Text extract
^^^^

Finding love is not like winning the lottery.

Photo by Toa Heftiba on Unsplash

Photo by Toa Heftiba on Unsplash

Did you know that the world is filled with good, available men and women?

We're inclined to think that finding love is sort of like winning the lottery. I hear my clients say all the time that there aren't enough good men or women out there, that you have to be careful about whom you invest in, that dating is so hard, yadda yadda yadda.

This is simply not true, but it certainly will be your experience if this is what you tell yourself about love.

Here's my experience with dating, love, and relationship:

Finding love is a solo journey. That part has absolutely nothing to do with anyone else. That has to do with you finding your own source of love from inside of you. No one else can do that work for you, whether you're already in a relationship, or whether you're currently single. Repeat after me: THIS IS YOUR JOB.

Beyond that, relationship requires actual skill that most people don't have. As tragic as that truth is, I'm delighted to inform you that most people I know are out looking to acquire those skills from a genuine, authentic place. See above about all the good, available men and women in the world.

Here are some (non-exhaustive) essential skills you need in order to make ANY relationship high quality: Learning to slow down, learning to put your undivided attention on someone, learning to be present, learning to trust the innate goodness of another person, learning to trust yourself, learning to not take things personally, learning to ask for what you need rather than expecting someone to read your mind, learning to have difficult conversations without losing your shit, learning to be yourself (which requires you knowing who you are PRIOR to getting into the relationship), learning to be curious, learning to sit with the discomfort of another person learning all these things with you, learning to actually be compassionate to the fact that you are not the only human with complex needs and fears and desires in the relationship.

They don't teach this stuff in school you guys (and yeah, I tend to agree that they should).

Most of what makes people feel all those scary things about relationships stems from an acute (and perhaps unconscious) awareness that we *lack* these tools to navigate basic connection.

So we seek out the wrong types of relationships: the ones that we think will require the least work and that will keep us the most safe. We look for partners who will be complicit in our life choices, rather than actually available for profound levels of connection that create anchoring and sexual charge and joy and pleasure and trust and devotion in connection.

And, that's getting worse the more we attempt to use the internet to fulfill our connection needs rather than face-to-face human interaction.

^^^^

Tasks for this exercise
1. Reproduce the passage on finding love word for word, starting with "Here are some" and going on through "in the relationship.".
2. Answer these questions on the passage on finding love:
(a) What does the passage say finding love is not like?
(b) What does learning to be yourself require, according to the passage?
(c) What does the passage say makes things worse?

Items

^^^^

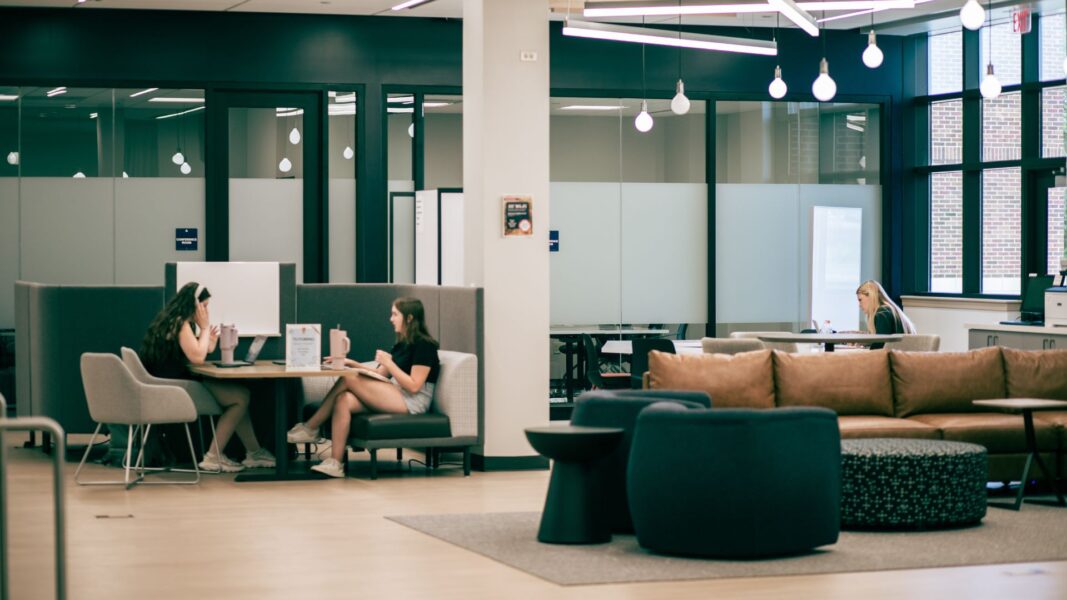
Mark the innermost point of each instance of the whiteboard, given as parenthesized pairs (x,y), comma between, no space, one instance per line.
(243,294)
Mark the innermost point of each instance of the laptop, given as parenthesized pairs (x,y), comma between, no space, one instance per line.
(250,359)
(1033,302)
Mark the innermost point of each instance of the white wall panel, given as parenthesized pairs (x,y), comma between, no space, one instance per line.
(147,210)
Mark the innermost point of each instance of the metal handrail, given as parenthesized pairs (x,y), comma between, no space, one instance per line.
(45,425)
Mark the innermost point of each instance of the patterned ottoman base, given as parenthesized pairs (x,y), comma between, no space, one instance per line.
(911,484)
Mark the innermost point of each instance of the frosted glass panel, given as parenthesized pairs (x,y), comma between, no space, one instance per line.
(266,221)
(343,231)
(664,253)
(585,273)
(835,257)
(68,230)
(147,210)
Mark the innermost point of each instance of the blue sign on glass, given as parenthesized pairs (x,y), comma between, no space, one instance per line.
(185,238)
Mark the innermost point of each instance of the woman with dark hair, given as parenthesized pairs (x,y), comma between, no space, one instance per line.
(413,366)
(182,333)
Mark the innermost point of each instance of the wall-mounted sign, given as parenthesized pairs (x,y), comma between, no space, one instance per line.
(185,238)
(518,216)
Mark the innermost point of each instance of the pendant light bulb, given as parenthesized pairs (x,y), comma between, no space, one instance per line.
(680,104)
(777,88)
(972,15)
(824,88)
(873,54)
(990,85)
(643,121)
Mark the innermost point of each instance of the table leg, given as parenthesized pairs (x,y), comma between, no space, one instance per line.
(282,470)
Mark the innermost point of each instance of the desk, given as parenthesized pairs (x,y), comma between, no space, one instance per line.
(571,336)
(1026,407)
(626,347)
(829,340)
(267,369)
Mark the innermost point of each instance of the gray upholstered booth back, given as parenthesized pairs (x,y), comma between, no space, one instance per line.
(454,315)
(54,325)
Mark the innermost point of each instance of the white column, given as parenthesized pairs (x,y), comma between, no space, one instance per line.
(506,152)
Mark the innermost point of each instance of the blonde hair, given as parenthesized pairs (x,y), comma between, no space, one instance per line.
(874,288)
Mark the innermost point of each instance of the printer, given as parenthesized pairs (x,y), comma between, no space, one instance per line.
(1055,306)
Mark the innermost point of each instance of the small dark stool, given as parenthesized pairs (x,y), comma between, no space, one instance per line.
(572,512)
(911,484)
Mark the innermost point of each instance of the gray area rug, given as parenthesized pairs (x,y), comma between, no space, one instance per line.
(1035,534)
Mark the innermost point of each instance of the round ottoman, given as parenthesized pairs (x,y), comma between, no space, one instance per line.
(909,484)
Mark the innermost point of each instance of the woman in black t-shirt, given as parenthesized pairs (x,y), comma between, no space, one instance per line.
(413,366)
(882,314)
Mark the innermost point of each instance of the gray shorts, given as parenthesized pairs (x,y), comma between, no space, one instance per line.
(419,401)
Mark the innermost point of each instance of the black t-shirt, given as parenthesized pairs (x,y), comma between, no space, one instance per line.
(420,352)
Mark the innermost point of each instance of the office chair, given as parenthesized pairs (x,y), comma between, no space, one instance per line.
(639,360)
(593,376)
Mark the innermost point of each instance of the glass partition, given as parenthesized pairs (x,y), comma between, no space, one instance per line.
(778,167)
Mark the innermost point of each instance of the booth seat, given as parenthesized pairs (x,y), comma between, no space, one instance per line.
(892,393)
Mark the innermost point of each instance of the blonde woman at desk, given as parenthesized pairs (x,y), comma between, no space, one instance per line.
(882,314)
(171,343)
(413,366)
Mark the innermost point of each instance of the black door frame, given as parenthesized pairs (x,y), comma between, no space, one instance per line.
(316,227)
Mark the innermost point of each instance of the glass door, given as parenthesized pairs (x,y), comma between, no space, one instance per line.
(266,189)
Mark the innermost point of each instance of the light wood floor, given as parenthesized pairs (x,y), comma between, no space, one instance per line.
(329,539)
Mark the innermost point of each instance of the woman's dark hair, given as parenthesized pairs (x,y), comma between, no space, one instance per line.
(414,321)
(160,341)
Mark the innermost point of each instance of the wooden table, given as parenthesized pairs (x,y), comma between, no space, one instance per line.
(281,377)
(829,340)
(1026,407)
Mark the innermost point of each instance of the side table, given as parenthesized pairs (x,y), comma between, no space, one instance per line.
(1026,407)
(572,512)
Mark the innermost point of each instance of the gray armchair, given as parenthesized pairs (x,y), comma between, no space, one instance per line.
(115,396)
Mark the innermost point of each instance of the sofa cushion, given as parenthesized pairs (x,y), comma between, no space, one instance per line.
(1035,374)
(863,426)
(399,426)
(941,382)
(844,382)
(1000,432)
(744,380)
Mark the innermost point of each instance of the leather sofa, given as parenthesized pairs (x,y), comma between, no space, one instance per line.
(893,394)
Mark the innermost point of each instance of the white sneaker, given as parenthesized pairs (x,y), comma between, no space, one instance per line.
(302,435)
(216,462)
(261,457)
(330,467)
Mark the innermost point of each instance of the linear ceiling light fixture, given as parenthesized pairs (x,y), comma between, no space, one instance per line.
(410,4)
(576,28)
(667,9)
(790,10)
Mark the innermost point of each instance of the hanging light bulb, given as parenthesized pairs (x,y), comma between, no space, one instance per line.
(990,85)
(777,88)
(873,56)
(680,105)
(972,15)
(643,121)
(824,88)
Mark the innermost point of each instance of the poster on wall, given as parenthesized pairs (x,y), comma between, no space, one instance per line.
(518,216)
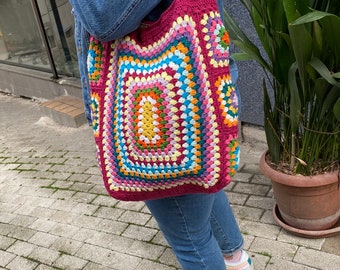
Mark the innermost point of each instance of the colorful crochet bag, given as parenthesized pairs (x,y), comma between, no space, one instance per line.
(165,111)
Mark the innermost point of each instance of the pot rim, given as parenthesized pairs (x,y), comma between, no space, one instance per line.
(297,180)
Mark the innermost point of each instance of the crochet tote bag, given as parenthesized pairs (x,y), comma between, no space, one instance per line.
(165,111)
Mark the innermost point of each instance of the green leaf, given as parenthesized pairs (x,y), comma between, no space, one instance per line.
(311,17)
(329,102)
(295,102)
(336,75)
(323,71)
(336,109)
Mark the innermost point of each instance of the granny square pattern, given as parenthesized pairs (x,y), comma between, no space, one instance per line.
(164,107)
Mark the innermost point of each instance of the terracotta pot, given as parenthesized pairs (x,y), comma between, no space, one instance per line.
(305,202)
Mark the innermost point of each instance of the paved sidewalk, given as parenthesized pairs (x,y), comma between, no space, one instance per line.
(55,213)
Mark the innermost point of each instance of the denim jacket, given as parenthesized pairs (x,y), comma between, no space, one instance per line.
(109,20)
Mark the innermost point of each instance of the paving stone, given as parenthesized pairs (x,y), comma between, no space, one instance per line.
(247,213)
(109,213)
(6,217)
(300,241)
(237,198)
(22,248)
(43,239)
(259,229)
(95,266)
(84,208)
(110,241)
(21,233)
(64,230)
(261,202)
(135,218)
(131,206)
(147,265)
(146,250)
(68,262)
(272,248)
(89,222)
(112,226)
(242,177)
(317,259)
(44,267)
(5,258)
(332,245)
(66,245)
(63,194)
(104,201)
(23,221)
(168,257)
(20,263)
(83,197)
(280,264)
(260,190)
(6,242)
(139,233)
(44,255)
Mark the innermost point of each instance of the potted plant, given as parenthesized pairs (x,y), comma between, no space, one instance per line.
(301,41)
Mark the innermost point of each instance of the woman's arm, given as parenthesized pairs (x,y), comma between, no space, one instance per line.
(111,19)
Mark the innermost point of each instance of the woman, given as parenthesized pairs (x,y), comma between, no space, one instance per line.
(201,228)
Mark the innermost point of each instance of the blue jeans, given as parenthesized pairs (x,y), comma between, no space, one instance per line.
(200,228)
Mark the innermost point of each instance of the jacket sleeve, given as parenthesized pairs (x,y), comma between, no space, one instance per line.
(111,19)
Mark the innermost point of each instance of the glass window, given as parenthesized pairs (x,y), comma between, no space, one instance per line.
(59,28)
(21,42)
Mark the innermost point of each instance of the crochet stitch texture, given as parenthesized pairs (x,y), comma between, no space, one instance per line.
(165,111)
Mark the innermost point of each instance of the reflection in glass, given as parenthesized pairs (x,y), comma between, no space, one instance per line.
(20,41)
(20,37)
(59,28)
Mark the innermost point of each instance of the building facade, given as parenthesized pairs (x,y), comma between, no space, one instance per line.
(38,57)
(37,51)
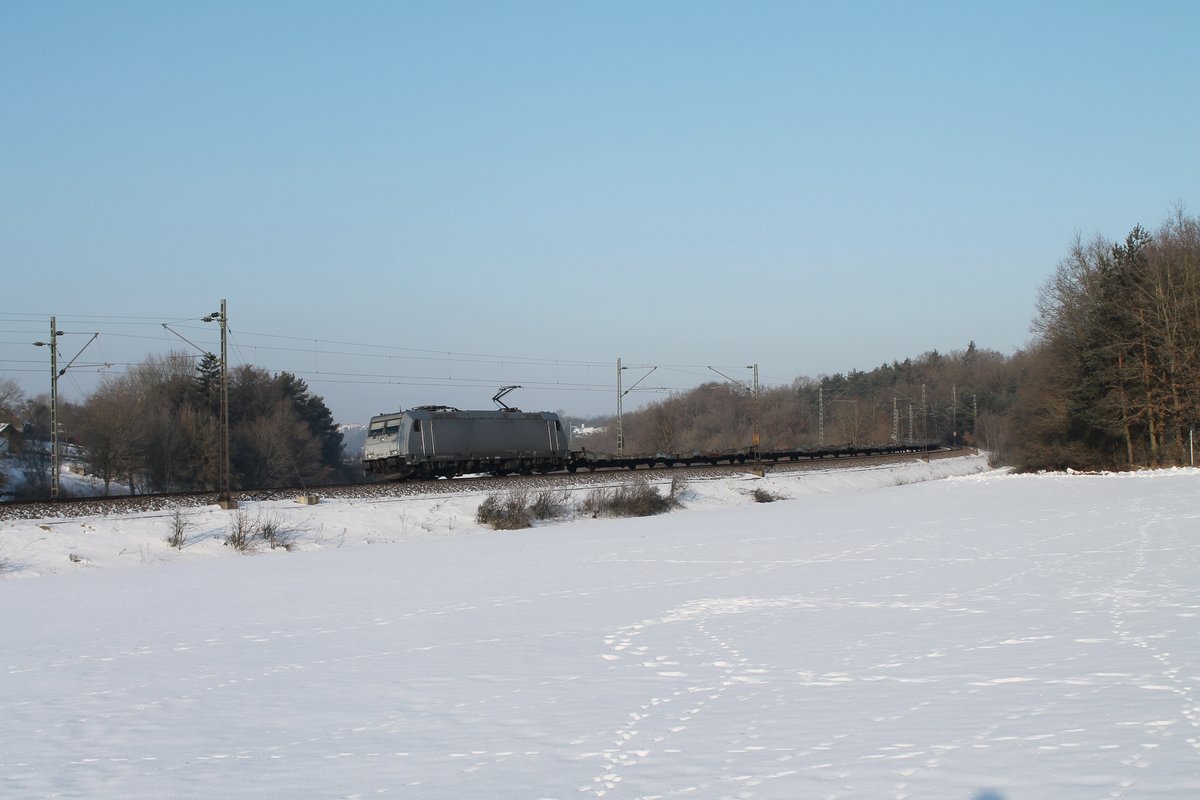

^^^^

Solutions to the problems
1.
Here are some (non-exhaustive) essential skills you need in order to make ANY relationship high quality: Learning to slow down, learning to put your undivided attention on someone, learning to be present, learning to trust the innate goodness of another person, learning to trust yourself, learning to not take things personally, learning to ask for what you need rather than expecting someone to read your mind, learning to have difficult conversations without losing your shit, learning to be yourself (which requires you knowing who you are PRIOR to getting into the relationship), learning to be curious, learning to sit with the discomfort of another person learning all these things with you, learning to actually be compassionate to the fact that you are not the only human with complex needs and fears and desires in the relationship.

2.
(a) Winning the lottery.
(b) Knowing who you are prior to getting into the relationship.
(c) Trying to use the internet to fulfill our connection needs rather than face-to-face human interaction.